▸ Tarefa a realizar
Reproduza sem alterações, do texto sobre os Eurobonds, o trecho que se inicia com as palavras "Os Eurobonds mostram" e se encerra em "dos investimentos transfronteiriços.".

--- Texto fornecido ---

Os Eurobonds mostram à Europa o caminho a seguir. A União Europeia hoje está sozinha diante da necessidade de dar respostas apropriadas aos desafios postos pela crise da dívida soberana e das necessidades de investimentos produtivos de longo prazo. A solidariedade deve voltar a ocupar um papel de primeiro plano nas políticas europeias, como por exemplo mediante a emissão de Eurobonds que permitam mutualizar uma parte das dívidas soberanas. Além disso, a zona do euro se beneficiaria com a instituição de um mecanismo, por exemplo de uma agência de estabilidade, que emita eurobonds para a gestão comum de uma determinada parte da dívida pública e dos investimentos transfronteiriços.
Tem outros exemplos?

--- Trechos dos dados ---

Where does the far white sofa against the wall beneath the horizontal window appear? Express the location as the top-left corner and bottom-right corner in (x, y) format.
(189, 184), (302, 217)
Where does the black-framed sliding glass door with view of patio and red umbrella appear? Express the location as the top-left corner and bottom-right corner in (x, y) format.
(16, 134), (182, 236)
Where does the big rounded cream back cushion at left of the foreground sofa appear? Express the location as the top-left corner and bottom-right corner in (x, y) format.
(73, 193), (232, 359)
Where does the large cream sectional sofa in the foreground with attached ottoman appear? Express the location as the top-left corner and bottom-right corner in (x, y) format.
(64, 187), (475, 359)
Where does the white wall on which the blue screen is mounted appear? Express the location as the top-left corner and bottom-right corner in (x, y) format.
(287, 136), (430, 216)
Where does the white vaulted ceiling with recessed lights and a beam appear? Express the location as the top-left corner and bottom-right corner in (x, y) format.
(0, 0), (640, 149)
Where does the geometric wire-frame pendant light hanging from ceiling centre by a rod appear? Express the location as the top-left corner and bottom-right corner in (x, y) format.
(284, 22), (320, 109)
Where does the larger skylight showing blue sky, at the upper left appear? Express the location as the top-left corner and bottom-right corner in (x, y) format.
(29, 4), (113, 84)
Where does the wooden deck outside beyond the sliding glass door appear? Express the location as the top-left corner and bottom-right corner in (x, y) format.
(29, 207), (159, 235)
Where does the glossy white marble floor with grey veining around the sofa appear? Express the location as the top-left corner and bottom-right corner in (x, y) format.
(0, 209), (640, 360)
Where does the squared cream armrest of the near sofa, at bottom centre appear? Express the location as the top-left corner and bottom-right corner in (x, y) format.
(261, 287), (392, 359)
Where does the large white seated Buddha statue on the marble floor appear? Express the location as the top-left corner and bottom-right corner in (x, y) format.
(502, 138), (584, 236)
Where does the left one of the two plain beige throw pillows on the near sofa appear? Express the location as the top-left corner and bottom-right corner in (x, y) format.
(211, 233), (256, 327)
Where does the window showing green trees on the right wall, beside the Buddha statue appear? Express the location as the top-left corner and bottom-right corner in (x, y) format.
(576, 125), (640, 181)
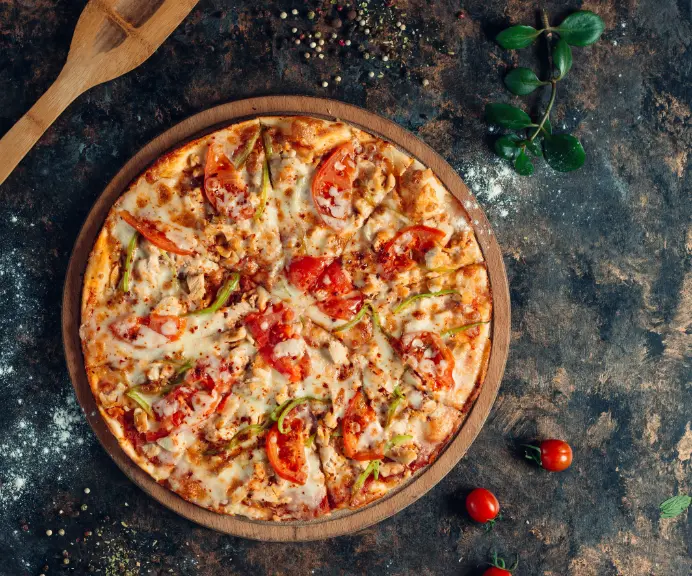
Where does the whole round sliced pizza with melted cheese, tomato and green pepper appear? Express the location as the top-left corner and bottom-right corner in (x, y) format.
(80, 117), (492, 521)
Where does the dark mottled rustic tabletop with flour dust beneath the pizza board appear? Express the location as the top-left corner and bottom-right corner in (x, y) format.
(0, 0), (692, 576)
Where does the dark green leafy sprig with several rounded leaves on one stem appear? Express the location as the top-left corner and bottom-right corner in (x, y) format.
(485, 10), (605, 176)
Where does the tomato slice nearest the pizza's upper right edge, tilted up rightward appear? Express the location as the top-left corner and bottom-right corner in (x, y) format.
(379, 225), (445, 278)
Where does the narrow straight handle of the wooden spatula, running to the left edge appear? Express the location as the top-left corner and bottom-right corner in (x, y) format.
(0, 66), (86, 184)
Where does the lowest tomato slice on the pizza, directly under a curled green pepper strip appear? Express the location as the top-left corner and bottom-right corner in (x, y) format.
(266, 418), (308, 486)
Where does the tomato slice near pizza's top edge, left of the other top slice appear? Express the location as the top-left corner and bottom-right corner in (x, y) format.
(204, 142), (255, 220)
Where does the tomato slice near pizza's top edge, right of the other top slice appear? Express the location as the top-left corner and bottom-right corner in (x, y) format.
(312, 142), (356, 227)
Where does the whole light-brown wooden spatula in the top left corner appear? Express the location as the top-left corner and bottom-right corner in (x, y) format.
(0, 0), (198, 184)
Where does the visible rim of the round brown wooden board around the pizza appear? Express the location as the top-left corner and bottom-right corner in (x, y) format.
(62, 96), (510, 542)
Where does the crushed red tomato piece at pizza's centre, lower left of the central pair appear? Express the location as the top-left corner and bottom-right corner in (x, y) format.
(245, 304), (311, 382)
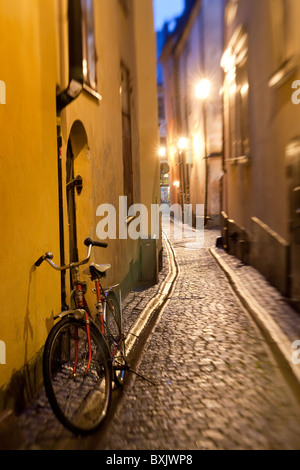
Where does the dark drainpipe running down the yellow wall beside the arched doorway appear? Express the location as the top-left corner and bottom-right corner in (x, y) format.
(56, 0), (83, 311)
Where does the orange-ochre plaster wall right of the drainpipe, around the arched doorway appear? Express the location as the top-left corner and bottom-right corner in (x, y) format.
(62, 0), (160, 294)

---

▸ Resultado da tarefa
Os Eurobonds mostram à Europa o caminho a seguir. A União Europeia hoje está sozinha diante da necessidade de dar respostas apropriadas aos desafios postos pela crise da dívida soberana e das necessidades de investimentos produtivos de longo prazo. A solidariedade deve voltar a ocupar um papel de primeiro plano nas políticas europeias, como por exemplo mediante a emissão de Eurobonds que permitam mutualizar uma parte das dívidas soberanas. Além disso, a zona do euro se beneficiaria com a instituição de um mecanismo, por exemplo de uma agência de estabilidade, que emita eurobonds para a gestão comum de uma determinada parte da dívida pública e dos investimentos transfronteiriços.